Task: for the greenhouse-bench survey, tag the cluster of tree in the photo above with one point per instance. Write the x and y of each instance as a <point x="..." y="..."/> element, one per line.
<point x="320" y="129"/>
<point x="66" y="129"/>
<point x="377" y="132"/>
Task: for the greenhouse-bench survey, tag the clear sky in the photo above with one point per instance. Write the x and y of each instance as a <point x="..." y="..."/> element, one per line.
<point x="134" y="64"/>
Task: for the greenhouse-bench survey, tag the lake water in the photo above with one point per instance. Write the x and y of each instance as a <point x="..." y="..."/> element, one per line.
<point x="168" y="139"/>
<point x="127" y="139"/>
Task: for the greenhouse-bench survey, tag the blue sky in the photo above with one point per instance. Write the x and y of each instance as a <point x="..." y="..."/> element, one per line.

==

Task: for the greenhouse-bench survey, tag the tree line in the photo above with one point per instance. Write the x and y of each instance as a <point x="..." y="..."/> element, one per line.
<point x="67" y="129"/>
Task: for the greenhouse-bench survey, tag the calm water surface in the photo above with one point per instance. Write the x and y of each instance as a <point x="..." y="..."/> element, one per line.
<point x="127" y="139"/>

--

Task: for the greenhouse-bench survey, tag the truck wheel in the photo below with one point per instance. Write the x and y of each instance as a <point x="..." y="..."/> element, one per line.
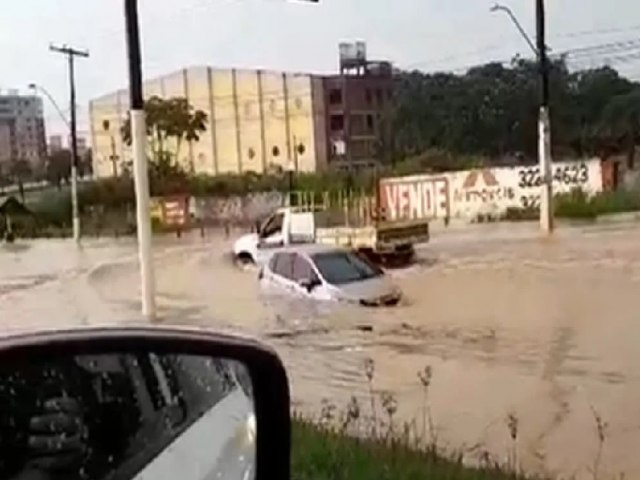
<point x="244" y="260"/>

Task statement:
With the line holding "Task: for the greenhouse-bench survey, tag the lake" as the first and the line holding "Task: for the greenhouse-bench survey, tag the blue" as the last, please transcribe exactly the lines of the material above in that range and nothing else.

Response to the task:
Task: for the greenhouse-bench survey, tag the lake water in the photo above with one point per instance. Write the x and y of each instance as a <point x="..." y="..."/> element, one per line.
<point x="168" y="139"/>
<point x="127" y="139"/>
Task: for the greenhouse-bench survey, tag the blue sky in the photo above with one point per instance. Write the x and y of each instance as a <point x="..." y="..."/> element, one per line.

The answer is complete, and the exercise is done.